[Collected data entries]
<<<<

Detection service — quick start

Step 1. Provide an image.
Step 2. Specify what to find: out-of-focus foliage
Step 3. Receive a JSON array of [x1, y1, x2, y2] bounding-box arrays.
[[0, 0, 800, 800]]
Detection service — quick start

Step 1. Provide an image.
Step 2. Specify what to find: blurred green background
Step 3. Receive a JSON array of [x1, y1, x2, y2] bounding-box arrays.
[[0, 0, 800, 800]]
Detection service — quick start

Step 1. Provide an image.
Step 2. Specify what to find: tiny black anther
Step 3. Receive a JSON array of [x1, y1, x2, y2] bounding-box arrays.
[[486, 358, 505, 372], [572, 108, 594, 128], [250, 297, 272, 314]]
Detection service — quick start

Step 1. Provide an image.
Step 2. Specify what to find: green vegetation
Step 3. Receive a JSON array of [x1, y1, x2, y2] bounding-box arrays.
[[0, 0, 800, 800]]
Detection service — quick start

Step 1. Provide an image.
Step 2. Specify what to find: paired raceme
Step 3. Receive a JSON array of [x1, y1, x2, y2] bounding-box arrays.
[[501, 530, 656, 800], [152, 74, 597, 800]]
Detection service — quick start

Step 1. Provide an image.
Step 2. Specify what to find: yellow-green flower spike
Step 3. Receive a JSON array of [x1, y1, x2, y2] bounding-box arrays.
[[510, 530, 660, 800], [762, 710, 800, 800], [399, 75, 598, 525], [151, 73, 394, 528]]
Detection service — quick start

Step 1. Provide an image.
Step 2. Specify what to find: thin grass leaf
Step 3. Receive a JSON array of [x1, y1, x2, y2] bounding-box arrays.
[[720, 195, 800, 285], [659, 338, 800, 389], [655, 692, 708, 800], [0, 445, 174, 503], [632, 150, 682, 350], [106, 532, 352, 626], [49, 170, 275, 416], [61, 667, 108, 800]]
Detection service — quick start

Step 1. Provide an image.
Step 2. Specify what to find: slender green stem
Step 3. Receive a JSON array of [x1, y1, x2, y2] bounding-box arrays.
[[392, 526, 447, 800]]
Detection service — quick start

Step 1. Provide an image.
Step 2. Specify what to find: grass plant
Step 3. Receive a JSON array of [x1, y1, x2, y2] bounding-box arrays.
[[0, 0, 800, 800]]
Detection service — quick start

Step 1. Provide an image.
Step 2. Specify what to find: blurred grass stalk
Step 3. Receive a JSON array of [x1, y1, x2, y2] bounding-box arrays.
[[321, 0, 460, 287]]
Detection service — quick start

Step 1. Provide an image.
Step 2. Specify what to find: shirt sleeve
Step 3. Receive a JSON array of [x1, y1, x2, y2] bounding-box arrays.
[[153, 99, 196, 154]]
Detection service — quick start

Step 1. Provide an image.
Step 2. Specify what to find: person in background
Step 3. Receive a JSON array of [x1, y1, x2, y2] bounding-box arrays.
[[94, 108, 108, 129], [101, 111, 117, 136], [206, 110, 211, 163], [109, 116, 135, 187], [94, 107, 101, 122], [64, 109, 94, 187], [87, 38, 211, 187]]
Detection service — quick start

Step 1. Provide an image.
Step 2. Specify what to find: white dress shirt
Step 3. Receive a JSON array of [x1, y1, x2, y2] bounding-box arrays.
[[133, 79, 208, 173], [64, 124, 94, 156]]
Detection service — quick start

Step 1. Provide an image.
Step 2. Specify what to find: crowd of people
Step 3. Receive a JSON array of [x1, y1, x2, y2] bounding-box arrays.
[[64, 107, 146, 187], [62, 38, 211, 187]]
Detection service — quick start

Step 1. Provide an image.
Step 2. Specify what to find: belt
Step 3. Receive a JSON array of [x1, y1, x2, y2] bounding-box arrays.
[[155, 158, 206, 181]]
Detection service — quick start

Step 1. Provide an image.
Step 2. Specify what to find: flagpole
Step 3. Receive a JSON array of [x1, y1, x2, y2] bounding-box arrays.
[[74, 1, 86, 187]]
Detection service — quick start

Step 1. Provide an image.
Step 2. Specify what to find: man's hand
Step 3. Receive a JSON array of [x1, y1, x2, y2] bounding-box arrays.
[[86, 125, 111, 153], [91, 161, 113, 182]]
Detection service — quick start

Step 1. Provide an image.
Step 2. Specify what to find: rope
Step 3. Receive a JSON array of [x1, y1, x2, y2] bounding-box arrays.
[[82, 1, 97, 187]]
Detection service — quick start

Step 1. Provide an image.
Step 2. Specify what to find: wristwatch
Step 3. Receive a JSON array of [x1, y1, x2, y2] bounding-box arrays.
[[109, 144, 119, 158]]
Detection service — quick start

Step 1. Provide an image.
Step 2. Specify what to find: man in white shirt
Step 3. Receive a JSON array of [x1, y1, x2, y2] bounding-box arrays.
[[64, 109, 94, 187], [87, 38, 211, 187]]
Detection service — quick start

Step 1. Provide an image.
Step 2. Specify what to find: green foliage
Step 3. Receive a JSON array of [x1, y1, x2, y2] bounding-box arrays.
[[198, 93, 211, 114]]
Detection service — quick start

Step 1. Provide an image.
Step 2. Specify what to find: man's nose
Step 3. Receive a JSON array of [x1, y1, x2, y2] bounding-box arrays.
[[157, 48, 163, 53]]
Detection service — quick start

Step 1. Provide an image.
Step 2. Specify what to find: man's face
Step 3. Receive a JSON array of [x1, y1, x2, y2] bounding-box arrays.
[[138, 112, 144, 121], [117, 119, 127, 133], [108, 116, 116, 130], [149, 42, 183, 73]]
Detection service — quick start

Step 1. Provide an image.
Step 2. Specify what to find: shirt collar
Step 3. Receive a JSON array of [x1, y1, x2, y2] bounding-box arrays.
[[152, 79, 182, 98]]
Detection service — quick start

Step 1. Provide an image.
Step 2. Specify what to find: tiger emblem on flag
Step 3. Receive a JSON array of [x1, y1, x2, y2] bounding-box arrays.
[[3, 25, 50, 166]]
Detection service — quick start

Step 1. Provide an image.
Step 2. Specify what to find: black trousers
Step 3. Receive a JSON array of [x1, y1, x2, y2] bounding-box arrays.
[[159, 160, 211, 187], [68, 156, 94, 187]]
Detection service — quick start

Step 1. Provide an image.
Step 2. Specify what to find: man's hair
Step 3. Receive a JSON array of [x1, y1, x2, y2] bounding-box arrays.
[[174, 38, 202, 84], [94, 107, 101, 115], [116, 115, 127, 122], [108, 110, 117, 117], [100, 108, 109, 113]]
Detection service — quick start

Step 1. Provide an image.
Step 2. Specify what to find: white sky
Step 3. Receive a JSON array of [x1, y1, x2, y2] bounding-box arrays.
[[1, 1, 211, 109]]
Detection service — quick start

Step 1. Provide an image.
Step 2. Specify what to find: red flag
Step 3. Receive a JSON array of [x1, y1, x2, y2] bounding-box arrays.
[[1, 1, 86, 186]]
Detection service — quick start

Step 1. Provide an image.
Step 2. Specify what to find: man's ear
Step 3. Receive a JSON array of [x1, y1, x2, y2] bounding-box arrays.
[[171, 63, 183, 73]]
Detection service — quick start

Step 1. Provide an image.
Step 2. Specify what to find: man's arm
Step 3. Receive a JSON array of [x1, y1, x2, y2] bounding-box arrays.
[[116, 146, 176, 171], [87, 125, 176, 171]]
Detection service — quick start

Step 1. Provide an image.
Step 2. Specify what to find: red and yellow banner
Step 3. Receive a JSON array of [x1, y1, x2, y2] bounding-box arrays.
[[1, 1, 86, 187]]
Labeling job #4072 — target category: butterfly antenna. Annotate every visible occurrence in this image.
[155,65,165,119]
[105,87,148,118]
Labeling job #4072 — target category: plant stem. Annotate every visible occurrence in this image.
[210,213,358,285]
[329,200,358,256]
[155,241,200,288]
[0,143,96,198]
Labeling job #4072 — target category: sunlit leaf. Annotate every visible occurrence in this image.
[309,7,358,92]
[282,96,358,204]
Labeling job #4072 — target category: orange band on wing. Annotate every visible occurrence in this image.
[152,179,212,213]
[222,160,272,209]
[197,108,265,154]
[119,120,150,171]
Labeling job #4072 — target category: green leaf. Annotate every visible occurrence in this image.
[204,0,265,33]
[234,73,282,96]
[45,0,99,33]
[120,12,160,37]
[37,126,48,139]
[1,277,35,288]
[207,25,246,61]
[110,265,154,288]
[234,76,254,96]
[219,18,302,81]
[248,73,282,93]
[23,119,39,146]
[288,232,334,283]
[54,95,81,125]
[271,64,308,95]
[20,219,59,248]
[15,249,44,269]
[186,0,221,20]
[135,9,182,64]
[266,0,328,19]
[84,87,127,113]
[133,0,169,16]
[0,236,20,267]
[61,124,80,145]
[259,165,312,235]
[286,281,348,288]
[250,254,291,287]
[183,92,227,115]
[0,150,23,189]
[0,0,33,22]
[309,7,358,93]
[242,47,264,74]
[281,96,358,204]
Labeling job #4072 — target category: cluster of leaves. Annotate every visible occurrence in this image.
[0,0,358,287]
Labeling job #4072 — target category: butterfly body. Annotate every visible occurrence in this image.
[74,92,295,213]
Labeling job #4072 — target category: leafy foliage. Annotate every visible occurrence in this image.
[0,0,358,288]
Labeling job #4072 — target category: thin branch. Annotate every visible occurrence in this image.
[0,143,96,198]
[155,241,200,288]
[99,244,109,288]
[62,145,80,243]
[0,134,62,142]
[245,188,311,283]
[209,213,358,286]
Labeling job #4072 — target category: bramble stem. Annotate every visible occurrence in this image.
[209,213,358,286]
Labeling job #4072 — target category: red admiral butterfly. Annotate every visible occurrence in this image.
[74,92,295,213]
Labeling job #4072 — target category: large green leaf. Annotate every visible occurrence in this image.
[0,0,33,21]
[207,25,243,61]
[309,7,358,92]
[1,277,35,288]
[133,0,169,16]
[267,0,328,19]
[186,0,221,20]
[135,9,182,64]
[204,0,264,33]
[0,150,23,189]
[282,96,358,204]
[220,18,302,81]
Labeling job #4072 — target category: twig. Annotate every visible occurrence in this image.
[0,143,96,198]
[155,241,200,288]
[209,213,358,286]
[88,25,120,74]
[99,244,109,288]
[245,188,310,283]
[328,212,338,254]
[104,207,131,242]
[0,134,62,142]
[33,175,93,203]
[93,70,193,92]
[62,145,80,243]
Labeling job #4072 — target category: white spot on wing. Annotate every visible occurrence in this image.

>>>>

### What is asked
Quote the lines from the one containing "Labeling job #4072 — target category: sunlit" to the one containing "[0,0,358,288]", including both.

### Task result
Labeling job #4072 — target category: sunlit leaf. Annotate every visible occurrence in this image.
[309,7,358,92]
[282,96,358,204]
Labeling job #4072 — target category: orange band on wing. Annotate every visible occurrence in this image.
[152,179,212,213]
[222,160,272,209]
[197,108,265,154]
[119,120,150,171]
Labeling job #4072 — target category: green leaf. Annotate every visible occurrence in this image.
[204,0,265,33]
[234,73,282,96]
[45,0,99,33]
[120,12,160,37]
[37,126,48,139]
[1,277,35,288]
[207,25,246,61]
[110,265,154,288]
[234,76,254,96]
[219,18,302,81]
[248,73,282,93]
[23,119,39,146]
[288,232,334,283]
[54,95,81,125]
[271,64,308,95]
[20,219,59,248]
[15,249,44,269]
[186,0,221,20]
[135,9,182,64]
[266,0,328,19]
[84,87,127,113]
[133,0,169,16]
[0,236,20,267]
[61,124,80,145]
[259,165,312,235]
[286,281,348,288]
[250,254,291,287]
[183,92,227,115]
[0,150,23,189]
[0,0,33,22]
[309,7,358,93]
[242,47,264,74]
[281,96,358,204]
Labeling job #4072 — target category: cluster of leaves. Annotate every visible occurrence in this image.
[0,0,358,287]
Labeling job #4072 — target category: butterfly body. Annotate every visible occurrence in this image.
[74,92,295,213]
Labeling job #4072 — target category: leafy foliage. Annotate every visible occurrence in this image.
[0,0,358,288]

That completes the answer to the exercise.